Stated task -> Output every line exactly as written. Leave out pictures.

Data provided ->
------------------------------

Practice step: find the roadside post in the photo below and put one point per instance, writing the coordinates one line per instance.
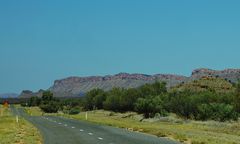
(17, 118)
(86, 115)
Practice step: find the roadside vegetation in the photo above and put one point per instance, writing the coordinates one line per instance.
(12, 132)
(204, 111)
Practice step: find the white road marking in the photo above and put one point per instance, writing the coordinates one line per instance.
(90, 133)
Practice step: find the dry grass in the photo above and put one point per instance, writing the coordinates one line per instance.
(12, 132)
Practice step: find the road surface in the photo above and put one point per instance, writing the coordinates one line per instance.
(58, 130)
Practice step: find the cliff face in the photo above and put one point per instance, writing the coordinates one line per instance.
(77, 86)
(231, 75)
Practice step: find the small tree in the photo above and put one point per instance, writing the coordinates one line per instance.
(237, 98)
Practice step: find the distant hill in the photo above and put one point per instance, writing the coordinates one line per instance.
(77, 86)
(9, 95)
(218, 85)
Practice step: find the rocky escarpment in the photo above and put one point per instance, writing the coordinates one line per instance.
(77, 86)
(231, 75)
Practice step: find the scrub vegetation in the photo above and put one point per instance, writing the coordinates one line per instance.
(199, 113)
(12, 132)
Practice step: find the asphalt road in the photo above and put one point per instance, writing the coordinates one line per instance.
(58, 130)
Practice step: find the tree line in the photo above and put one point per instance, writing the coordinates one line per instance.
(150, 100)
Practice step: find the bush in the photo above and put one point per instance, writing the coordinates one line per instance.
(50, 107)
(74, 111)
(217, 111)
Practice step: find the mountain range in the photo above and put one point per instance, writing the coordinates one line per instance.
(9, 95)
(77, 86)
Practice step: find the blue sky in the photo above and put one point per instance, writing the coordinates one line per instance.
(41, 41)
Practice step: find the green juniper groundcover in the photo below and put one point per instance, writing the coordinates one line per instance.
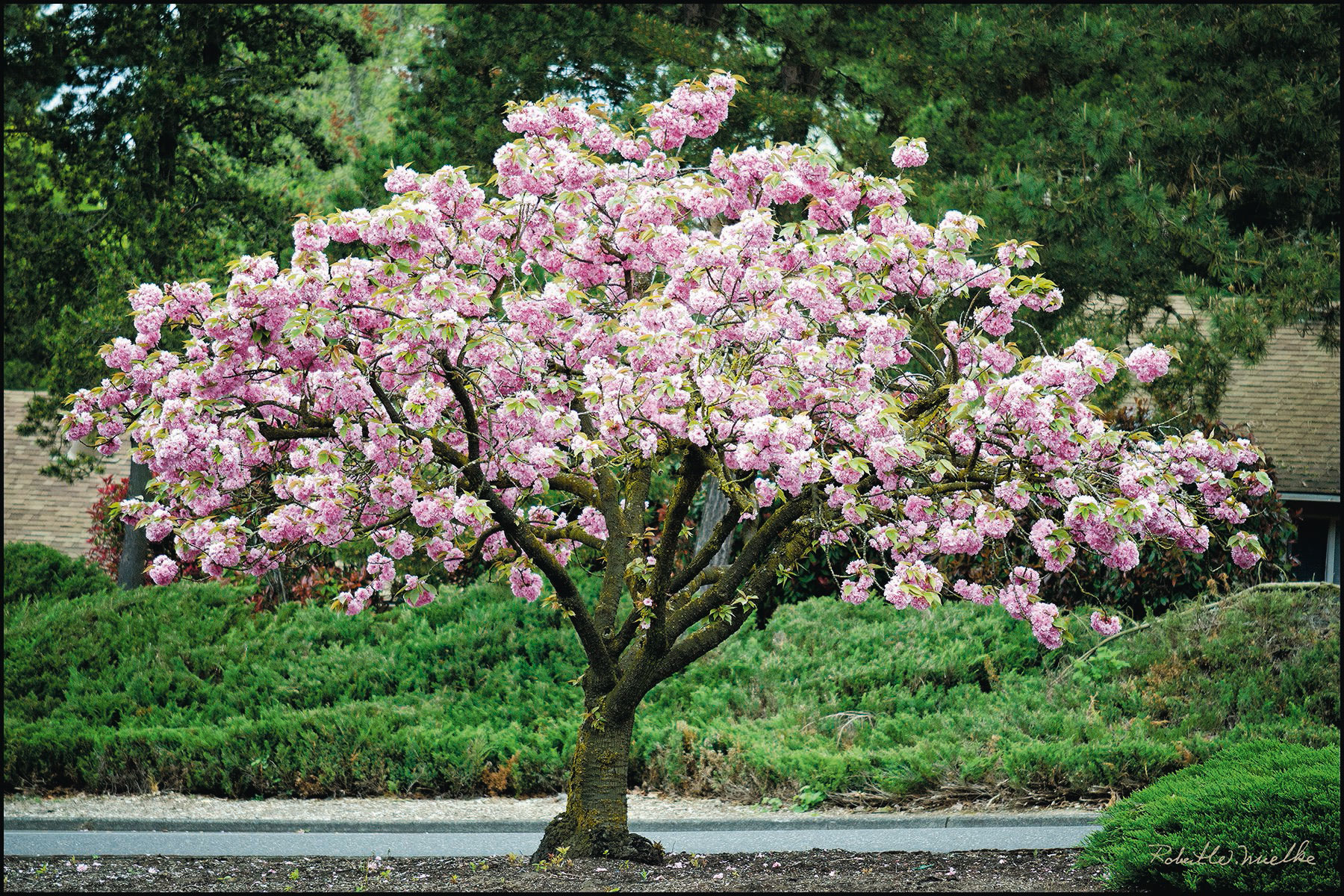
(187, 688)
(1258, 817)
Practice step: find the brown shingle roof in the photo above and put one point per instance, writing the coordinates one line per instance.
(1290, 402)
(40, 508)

------------------------------

Answer in full ->
Practice step: find the roadside post in the photo below and put one point per instance, writing the coordinates one line per instance.
(17, 118)
(86, 115)
Practice step: find the roadside vegetation in the photo above and put one point per instance, writing the coordinates one line per instance.
(12, 132)
(204, 111)
Practice step: find the white road marking in the photo above and put one point per instance, writing the coordinates one line per instance.
(90, 133)
Practice step: find the dry grass in the photo above and put one point per instance, writing the coordinates one line per instance.
(12, 132)
Practice step: find the road surface in the photo above and put one point per instance, writing the coordinates one line per instance.
(58, 130)
Practice step: find the cliff face in the photo above and put one point per instance, writing the coordinates one line per instance.
(77, 86)
(231, 75)
Practice step: find the small tree in the photo above and put one point per instance, writing the coordinates one line per instance.
(237, 98)
Practice step: find the distant hill in the photo above and put one point per instance, writing the coordinates one line per instance.
(77, 86)
(9, 95)
(218, 85)
Practice step: find the rocky escarpment in the photo above and put one point per instance, writing the coordinates one line per instance.
(77, 86)
(231, 75)
Practice step: find the scrub vegetation in the photo above and put one point per instance, writing the coordinates one line per instance.
(199, 113)
(12, 132)
Practice step: find the asphalt road in the photo above and put one point per instance, writing the coordinates one line per instance.
(58, 130)
Practice step: find the tree line in the photo above and put one point per instance, writing the coordinates one line per instance.
(150, 100)
Practice step: find the bush in the photo above and put one point per instance, writing the coordinates one line per instance.
(50, 107)
(74, 111)
(217, 111)
Practice step: find the mountain range in the photo above and put one point per instance, writing the coordinates one line per instance.
(9, 95)
(77, 86)
Practice step: find the blue sky in the photo above and put one point per instance, writing the coordinates one line per instance.
(41, 41)
Practice step: find the green juniper groundcover in the photo below and put one point per instance, writing the coordinates one line per instance.
(187, 688)
(1258, 817)
Practice step: find the brown shingle roof in the photo above and put one point per instance, writing the coordinates one line per instance.
(1290, 402)
(40, 508)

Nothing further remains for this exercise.